• Exercise:
Among the entries below, only the lines starting at the one with "Guideline: the keypoint for each instance of the hairy" and ending at the one with "Guideline: the keypoint for each instance of the yellow-green", both included, are to be printed exactly.

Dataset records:
——————————
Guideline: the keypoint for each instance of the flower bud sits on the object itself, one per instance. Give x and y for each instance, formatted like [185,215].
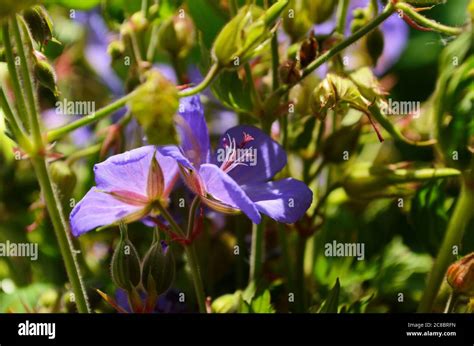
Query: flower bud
[116,50]
[125,265]
[64,178]
[460,275]
[158,268]
[245,34]
[39,23]
[340,141]
[375,43]
[138,22]
[45,74]
[176,36]
[289,72]
[320,10]
[296,21]
[322,99]
[154,106]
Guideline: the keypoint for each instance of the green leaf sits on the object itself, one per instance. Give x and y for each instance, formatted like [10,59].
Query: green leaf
[208,18]
[331,303]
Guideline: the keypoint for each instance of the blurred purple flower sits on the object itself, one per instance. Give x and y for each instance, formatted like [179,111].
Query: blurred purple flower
[128,185]
[236,178]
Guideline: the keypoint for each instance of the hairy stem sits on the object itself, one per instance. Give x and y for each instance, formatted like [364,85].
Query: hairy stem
[60,132]
[257,251]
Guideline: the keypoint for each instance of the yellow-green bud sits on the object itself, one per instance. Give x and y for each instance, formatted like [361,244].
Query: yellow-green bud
[116,50]
[245,34]
[45,74]
[176,35]
[125,265]
[39,23]
[154,106]
[460,275]
[158,269]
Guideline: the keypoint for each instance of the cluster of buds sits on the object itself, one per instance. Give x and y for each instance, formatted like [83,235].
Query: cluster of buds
[154,274]
[246,34]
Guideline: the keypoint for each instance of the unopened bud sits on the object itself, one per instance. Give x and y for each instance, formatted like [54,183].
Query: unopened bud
[40,24]
[46,75]
[158,268]
[176,36]
[289,72]
[308,50]
[125,265]
[460,275]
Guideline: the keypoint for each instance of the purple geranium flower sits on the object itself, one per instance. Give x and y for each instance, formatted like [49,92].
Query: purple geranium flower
[129,186]
[236,178]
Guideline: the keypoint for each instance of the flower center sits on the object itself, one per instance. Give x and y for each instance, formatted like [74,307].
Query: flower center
[236,155]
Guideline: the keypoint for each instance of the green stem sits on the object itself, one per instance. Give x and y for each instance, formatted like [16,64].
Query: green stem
[62,233]
[275,62]
[454,234]
[300,280]
[341,16]
[196,275]
[256,252]
[14,77]
[27,73]
[94,149]
[145,6]
[451,304]
[409,11]
[213,72]
[59,132]
[14,122]
[190,251]
[283,238]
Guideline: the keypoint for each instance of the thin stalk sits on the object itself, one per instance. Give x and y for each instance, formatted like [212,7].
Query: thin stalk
[15,79]
[275,62]
[300,280]
[14,122]
[342,15]
[257,251]
[59,132]
[459,220]
[25,67]
[61,230]
[190,252]
[451,303]
[211,75]
[287,267]
[145,6]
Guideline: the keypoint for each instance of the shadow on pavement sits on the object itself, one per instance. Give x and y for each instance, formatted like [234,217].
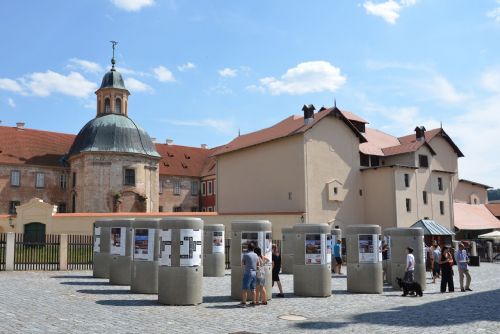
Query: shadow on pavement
[104,292]
[467,308]
[128,302]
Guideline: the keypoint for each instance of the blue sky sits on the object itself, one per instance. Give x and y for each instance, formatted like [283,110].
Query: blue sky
[199,71]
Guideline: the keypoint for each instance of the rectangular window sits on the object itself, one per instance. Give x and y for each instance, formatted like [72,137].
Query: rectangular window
[423,162]
[63,180]
[194,187]
[39,180]
[61,207]
[12,207]
[129,177]
[15,178]
[177,188]
[408,205]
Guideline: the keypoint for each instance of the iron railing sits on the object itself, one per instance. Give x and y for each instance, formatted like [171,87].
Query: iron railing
[36,254]
[80,252]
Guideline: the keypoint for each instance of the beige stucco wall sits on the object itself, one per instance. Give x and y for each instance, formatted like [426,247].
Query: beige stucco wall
[379,197]
[260,178]
[466,192]
[332,154]
[100,176]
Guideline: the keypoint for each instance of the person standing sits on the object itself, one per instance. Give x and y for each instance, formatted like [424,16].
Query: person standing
[249,263]
[410,265]
[446,263]
[337,254]
[463,267]
[276,270]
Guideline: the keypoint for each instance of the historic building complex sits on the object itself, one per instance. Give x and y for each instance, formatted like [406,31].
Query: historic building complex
[326,166]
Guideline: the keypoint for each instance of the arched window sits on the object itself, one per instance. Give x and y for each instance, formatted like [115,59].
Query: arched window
[107,105]
[118,106]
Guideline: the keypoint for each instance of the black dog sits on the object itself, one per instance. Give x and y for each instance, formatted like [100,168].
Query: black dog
[409,287]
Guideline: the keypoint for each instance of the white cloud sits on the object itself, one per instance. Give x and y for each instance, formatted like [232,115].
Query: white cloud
[308,77]
[10,85]
[86,65]
[163,74]
[132,5]
[185,67]
[220,125]
[228,72]
[135,85]
[388,10]
[47,83]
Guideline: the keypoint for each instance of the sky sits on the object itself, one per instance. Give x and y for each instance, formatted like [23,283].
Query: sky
[201,71]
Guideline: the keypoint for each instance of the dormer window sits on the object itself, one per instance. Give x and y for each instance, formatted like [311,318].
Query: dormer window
[118,106]
[107,105]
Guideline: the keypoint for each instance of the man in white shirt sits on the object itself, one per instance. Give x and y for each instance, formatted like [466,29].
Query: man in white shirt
[410,265]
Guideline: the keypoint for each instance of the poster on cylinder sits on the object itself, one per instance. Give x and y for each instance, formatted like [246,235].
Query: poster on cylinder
[117,240]
[97,239]
[190,247]
[143,244]
[166,248]
[368,248]
[218,242]
[315,252]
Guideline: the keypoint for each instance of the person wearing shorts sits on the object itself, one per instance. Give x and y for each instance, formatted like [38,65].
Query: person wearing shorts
[249,280]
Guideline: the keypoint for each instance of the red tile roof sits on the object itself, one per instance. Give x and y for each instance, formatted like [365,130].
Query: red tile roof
[288,127]
[33,147]
[474,217]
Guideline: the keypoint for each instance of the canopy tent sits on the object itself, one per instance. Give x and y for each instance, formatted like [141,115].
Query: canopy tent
[491,235]
[432,228]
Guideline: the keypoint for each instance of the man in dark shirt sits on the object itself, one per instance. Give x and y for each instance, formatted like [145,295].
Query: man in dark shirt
[277,269]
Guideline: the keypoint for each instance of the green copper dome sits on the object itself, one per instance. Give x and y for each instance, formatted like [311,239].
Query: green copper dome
[113,133]
[113,79]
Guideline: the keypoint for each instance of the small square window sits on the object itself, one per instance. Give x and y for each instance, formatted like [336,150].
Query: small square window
[40,180]
[423,162]
[15,178]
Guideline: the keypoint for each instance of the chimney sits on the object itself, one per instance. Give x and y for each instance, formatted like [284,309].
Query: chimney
[420,133]
[308,113]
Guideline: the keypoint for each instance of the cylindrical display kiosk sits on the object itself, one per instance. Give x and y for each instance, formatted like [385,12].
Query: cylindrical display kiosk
[102,258]
[336,235]
[244,232]
[401,239]
[180,275]
[364,259]
[120,249]
[214,256]
[287,241]
[146,246]
[312,260]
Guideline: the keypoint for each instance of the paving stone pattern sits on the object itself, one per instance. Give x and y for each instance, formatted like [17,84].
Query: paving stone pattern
[74,302]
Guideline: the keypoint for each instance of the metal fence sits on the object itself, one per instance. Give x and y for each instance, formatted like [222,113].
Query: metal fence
[80,252]
[41,254]
[3,243]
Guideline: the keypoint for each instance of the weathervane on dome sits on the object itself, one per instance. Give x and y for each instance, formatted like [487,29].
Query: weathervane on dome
[113,62]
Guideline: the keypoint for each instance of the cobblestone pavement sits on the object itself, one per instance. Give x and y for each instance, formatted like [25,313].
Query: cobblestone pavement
[74,302]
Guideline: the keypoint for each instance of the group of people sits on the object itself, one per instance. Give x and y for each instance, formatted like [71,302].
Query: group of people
[254,275]
[442,262]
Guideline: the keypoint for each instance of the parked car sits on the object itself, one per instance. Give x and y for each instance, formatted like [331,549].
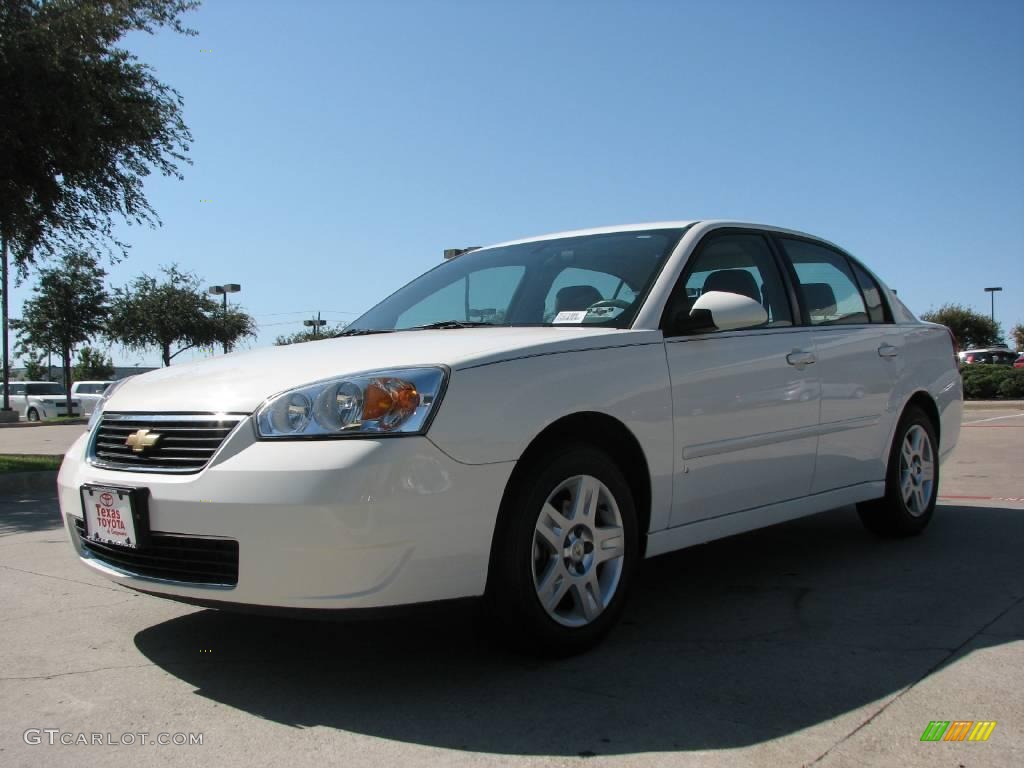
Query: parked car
[40,399]
[991,355]
[89,393]
[695,380]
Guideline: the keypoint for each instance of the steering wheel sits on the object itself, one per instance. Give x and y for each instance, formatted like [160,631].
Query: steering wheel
[610,303]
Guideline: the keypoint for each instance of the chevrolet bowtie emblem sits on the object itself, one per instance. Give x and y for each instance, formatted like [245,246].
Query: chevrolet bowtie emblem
[140,440]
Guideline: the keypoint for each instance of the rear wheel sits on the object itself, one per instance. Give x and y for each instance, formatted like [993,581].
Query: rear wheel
[911,480]
[564,553]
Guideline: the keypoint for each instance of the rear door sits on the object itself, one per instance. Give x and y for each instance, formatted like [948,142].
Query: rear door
[859,359]
[745,401]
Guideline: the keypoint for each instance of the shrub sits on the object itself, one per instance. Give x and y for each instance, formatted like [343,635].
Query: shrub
[1013,385]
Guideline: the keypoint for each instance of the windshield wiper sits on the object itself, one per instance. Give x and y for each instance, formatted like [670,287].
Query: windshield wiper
[450,324]
[365,332]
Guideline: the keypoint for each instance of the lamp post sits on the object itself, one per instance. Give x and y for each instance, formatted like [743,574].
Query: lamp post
[991,292]
[315,325]
[223,291]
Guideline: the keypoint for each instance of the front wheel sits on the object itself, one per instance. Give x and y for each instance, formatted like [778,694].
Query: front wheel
[564,553]
[911,480]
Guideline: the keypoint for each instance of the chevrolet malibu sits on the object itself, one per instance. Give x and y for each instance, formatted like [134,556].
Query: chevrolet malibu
[524,423]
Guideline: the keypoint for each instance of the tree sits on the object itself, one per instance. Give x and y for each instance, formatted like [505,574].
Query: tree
[92,364]
[84,123]
[971,329]
[172,312]
[35,369]
[69,307]
[1017,332]
[301,336]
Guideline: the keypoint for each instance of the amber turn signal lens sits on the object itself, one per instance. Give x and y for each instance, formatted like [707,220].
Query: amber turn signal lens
[376,401]
[389,401]
[407,398]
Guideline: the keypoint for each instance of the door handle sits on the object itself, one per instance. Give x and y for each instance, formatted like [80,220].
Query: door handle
[888,350]
[800,357]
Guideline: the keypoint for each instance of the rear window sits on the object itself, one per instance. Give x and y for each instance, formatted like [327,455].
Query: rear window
[45,388]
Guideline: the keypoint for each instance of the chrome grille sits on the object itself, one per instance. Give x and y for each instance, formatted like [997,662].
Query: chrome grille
[185,442]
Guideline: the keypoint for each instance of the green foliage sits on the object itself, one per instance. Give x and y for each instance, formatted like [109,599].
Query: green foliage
[84,122]
[971,329]
[301,336]
[24,463]
[1017,333]
[985,382]
[174,311]
[93,365]
[69,307]
[1013,385]
[35,369]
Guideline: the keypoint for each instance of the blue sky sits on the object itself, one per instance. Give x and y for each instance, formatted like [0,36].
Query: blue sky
[344,145]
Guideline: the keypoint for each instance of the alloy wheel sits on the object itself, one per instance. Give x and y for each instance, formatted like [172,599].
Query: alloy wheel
[916,470]
[578,552]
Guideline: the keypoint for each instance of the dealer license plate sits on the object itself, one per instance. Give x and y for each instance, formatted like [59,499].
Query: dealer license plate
[109,517]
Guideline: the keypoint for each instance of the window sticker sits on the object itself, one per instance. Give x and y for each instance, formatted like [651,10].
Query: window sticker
[601,313]
[573,316]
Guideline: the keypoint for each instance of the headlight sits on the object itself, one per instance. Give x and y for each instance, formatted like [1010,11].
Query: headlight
[98,410]
[399,401]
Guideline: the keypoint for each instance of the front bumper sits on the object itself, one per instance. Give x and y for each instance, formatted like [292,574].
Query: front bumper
[320,524]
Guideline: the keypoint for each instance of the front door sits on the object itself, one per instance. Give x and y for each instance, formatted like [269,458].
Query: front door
[745,401]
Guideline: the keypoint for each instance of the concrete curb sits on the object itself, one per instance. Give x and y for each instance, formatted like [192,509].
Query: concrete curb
[11,482]
[20,424]
[989,404]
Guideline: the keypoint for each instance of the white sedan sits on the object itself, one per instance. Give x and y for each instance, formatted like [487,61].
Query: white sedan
[525,423]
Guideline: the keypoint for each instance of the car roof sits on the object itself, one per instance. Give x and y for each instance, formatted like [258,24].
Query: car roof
[654,225]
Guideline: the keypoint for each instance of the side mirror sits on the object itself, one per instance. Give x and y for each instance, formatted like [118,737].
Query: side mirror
[728,311]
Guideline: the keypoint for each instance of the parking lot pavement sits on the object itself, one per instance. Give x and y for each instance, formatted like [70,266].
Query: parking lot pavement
[51,439]
[808,643]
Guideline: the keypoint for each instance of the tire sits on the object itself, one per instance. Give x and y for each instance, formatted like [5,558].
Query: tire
[560,571]
[911,480]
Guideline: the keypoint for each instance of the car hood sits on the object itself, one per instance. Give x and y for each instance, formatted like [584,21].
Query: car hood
[241,381]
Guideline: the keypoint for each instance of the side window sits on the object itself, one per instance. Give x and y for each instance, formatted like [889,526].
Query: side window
[872,295]
[733,263]
[576,289]
[829,290]
[482,296]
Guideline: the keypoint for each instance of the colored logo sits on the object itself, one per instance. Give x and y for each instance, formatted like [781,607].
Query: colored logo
[140,440]
[958,730]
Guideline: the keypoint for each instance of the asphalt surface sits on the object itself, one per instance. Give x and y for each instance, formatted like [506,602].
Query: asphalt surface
[808,643]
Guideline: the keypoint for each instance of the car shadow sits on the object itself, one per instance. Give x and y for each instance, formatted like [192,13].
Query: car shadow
[724,645]
[29,511]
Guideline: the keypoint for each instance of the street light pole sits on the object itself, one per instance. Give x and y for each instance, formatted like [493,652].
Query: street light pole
[223,291]
[991,292]
[315,324]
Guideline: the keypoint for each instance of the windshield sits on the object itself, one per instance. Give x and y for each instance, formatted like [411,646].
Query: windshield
[591,280]
[43,389]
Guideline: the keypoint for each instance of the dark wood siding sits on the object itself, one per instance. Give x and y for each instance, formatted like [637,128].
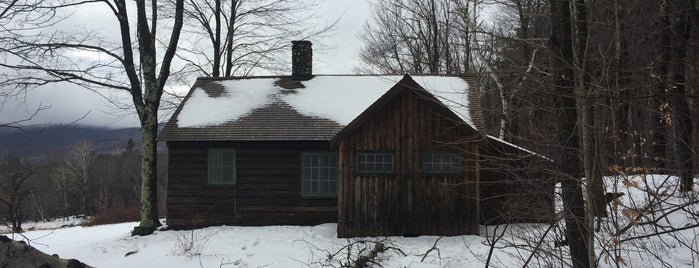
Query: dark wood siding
[267,192]
[409,202]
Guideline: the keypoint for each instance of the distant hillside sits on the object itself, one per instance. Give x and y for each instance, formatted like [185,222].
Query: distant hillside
[32,142]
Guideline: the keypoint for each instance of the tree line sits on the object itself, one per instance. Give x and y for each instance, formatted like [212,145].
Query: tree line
[101,186]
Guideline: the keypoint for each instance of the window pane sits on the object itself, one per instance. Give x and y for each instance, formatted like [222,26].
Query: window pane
[374,162]
[221,166]
[441,163]
[319,174]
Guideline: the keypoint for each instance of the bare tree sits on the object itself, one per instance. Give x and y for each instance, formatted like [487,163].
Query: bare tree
[413,36]
[45,57]
[14,189]
[242,36]
[77,165]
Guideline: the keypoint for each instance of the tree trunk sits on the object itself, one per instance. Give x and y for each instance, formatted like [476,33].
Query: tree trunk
[217,39]
[680,17]
[149,186]
[569,163]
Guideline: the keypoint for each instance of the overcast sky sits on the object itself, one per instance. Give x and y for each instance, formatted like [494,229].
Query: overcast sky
[68,103]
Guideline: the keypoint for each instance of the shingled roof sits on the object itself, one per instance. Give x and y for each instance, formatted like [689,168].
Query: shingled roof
[279,108]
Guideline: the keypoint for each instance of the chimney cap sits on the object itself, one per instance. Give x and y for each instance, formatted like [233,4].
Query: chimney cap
[301,60]
[301,42]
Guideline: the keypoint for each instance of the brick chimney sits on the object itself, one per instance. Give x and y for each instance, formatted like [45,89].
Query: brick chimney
[301,60]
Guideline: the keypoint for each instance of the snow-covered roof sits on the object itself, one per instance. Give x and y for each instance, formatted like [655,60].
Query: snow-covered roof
[278,108]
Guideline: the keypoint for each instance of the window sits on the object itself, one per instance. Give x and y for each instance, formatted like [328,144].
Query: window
[369,162]
[222,166]
[319,174]
[441,163]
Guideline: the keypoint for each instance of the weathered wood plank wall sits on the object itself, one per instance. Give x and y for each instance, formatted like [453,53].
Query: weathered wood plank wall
[408,202]
[267,192]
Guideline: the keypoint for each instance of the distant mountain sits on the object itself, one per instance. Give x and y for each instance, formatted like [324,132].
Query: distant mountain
[36,141]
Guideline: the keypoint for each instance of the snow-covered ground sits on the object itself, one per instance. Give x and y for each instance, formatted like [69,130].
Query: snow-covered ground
[303,246]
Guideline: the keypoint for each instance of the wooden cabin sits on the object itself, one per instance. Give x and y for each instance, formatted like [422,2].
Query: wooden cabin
[379,155]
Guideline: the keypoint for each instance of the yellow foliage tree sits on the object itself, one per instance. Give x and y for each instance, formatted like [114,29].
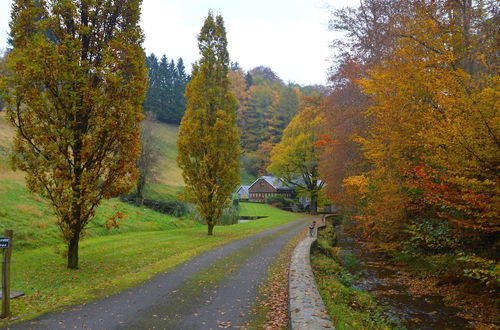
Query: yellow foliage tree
[295,158]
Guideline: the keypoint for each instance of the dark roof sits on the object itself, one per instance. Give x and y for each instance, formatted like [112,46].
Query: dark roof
[277,183]
[244,189]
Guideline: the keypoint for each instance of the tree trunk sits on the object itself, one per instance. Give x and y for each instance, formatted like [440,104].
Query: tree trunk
[73,251]
[140,189]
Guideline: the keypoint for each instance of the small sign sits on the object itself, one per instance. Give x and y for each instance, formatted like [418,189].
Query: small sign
[4,242]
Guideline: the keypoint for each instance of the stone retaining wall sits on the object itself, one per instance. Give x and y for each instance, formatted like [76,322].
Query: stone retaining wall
[306,308]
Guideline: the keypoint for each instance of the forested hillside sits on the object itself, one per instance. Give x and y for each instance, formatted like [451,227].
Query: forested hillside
[167,81]
[411,147]
[265,107]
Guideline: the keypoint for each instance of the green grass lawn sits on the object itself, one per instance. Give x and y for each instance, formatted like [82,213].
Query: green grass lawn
[34,223]
[258,209]
[146,243]
[111,263]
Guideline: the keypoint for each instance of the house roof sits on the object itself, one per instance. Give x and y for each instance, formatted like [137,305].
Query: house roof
[243,189]
[277,183]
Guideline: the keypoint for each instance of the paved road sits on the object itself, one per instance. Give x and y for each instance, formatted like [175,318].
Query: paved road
[215,289]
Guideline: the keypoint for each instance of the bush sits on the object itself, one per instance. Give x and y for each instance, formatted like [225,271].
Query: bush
[175,208]
[229,216]
[432,236]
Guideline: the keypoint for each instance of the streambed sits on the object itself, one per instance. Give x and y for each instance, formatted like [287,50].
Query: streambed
[375,274]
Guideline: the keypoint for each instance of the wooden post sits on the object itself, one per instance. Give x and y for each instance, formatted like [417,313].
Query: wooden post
[7,253]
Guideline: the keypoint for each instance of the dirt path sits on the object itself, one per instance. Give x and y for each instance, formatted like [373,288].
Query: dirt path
[214,290]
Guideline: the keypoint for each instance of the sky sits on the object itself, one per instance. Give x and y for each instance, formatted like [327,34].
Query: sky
[289,36]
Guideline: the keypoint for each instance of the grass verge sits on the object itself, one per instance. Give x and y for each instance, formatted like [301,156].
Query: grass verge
[110,264]
[271,308]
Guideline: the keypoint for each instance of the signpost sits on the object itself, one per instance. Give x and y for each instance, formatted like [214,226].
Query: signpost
[6,247]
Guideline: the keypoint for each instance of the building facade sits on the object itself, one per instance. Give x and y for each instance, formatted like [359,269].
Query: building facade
[267,186]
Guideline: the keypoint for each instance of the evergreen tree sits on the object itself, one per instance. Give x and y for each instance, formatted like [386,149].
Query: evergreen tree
[152,103]
[167,84]
[180,82]
[208,140]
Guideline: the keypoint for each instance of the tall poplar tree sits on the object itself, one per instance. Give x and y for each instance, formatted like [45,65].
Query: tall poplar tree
[208,140]
[77,82]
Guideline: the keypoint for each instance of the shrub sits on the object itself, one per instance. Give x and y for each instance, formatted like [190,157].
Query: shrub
[175,208]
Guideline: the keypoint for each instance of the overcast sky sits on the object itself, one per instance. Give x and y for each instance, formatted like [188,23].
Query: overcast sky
[290,36]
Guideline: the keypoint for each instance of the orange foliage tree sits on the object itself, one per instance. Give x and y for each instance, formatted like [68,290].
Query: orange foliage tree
[76,84]
[295,158]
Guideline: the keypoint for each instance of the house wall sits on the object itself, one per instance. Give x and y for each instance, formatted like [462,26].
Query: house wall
[261,189]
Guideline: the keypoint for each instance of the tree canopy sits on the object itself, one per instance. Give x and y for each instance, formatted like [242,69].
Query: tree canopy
[76,82]
[295,158]
[208,139]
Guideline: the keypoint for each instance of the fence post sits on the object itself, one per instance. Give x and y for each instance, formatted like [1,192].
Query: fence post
[7,253]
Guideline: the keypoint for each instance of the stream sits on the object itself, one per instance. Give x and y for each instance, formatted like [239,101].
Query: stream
[373,272]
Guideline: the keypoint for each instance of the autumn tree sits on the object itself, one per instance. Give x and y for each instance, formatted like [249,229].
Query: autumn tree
[295,158]
[149,157]
[76,84]
[208,140]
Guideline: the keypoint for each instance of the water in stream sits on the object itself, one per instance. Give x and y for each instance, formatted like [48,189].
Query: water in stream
[374,273]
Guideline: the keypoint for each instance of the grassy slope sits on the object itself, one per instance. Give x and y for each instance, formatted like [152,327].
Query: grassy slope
[32,219]
[111,263]
[110,260]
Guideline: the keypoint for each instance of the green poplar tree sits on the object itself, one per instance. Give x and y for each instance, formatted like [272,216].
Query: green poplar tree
[208,141]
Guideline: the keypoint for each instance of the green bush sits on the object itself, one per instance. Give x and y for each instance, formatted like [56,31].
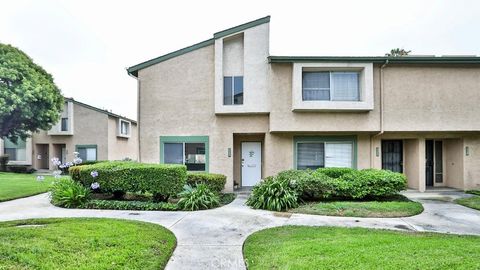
——————————
• Final answer:
Guideline: the keypoint for each instance of the hairy stem sits on the object itself, one per instance. Give x and y for each instance, formatted like [364,85].
Query: hairy stem
[60,132]
[257,251]
Guideline: the keypoint for each instance of the yellow-green bud sits on the object itself, one per instance. Give x and y for each instance, formatted like [361,244].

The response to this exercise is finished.